Worse still is the admission that a 400 metre ‘walkable distance’ is the best option. If so, then why do our current interim structure plans work on the principle of 800m? Does this mean that the structure plans for Bentleigh, Elsternwick and Carnegie will be consigned to the dustbin of history – as they should? How much money has this cost thus far and to what effect?

All of the above illustrates fully what an absolute mess planning is in Glen Eira. Heritage is ‘expendable’ when it competes with development; structure planning for all of our neighbourhood centres remains in the ‘never-never’ and contrition from the likes of Hyams, Magee, Athanasopolous, Delahunty, Lipshutz, and Esakoff, and Pilling, for allowing such incompetence for years and years, is not forthcoming.  Our hope is that with a new crop of councillors, perhaps residents can finally achieve the sort of council that does act in the best interests of its community.

Below we feature some of the public questions which were submitted for the last council meeting. As per usual, residents received ‘responses’ rather than ‘answers’.

QUESTION: Council recently abandoned the Bentleigh and Carnegie structure plan due to the lack of a housing strategy and yet on tonight’s meeting agenda is the Glen Huntly structure plan (item 8.4). Should not Council wait to vote on Glen Huntly structure plan until after the completion of the housing strategy?

RESPONSE: The development of a Housing Strategy before the adoption of this structure plan is not necessary for this centre. While Glen Huntly will provide for additional housing, the structure plan is primarily focussed on the commercial core. This is quite different to Council’s other structure plans in Bentleigh, Carnegie and Elsternwick which also include large residential areas.

As a Major Activity Centre, there is an expectation that this centre will change in alignment with State Government Policy. The structure plan seeks to get on the front foot and manage the height and form of buildings that we expect following the removal of the level crossings

The preparation of the draft Housing Strategy will give appropriate consideration to the role of Glen Huntly as part of its development.

COMMENT(S) –  

The response given is literally baffling for several reasons:

  1. When buildings of 5, 6, and 8 storeys are proposed, then upper floors will inevitably consist of apartments. To therefore argue that this structure plan is only concentrating on the commercial sector and hence a housing strategy is unnecessary flies in the face of all common sense. How many apartments these sites can contain is surely an essential consideration in meeting the forecast population growth and the accompanying housing needs for Glen Huntly. Remember, the population growth according to council’s own published data is a mere 1000 over a 15 year period from 2021 to 2036.  That’s the role of a housing strategy. To determine need for each activity centre, and the entire municipality, and then to apportion this requisite growth across the entire municipality.  To pre-empt such analysis is not planning. It is simply assigning huge sectors of Glen Eira to unsustainable overdevelopment.

§ **GOAL**
Reproduce the Glen Eira planning commentary between "Below we feature" and "rather than ‘answers’.", inclusive, substituting "most recent council meeting" for "last council meeting".

§ **SUPPLIED MATERIAL**
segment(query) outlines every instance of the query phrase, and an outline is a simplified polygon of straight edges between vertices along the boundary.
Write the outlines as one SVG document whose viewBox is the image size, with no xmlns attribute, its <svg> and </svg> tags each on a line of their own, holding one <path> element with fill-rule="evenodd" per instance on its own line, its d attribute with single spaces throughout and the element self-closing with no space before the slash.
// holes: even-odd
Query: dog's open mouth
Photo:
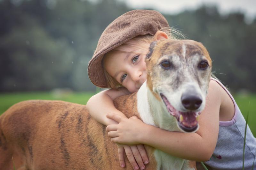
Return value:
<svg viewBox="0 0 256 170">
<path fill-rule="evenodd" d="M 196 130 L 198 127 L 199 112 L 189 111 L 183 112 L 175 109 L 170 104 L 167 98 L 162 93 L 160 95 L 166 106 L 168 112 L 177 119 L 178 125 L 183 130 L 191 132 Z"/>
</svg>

§ **TASK ANSWER**
Below we feature some of the public questions which were submitted for the most recent council meeting. As per usual, residents received ‘responses’ rather than ‘answers’.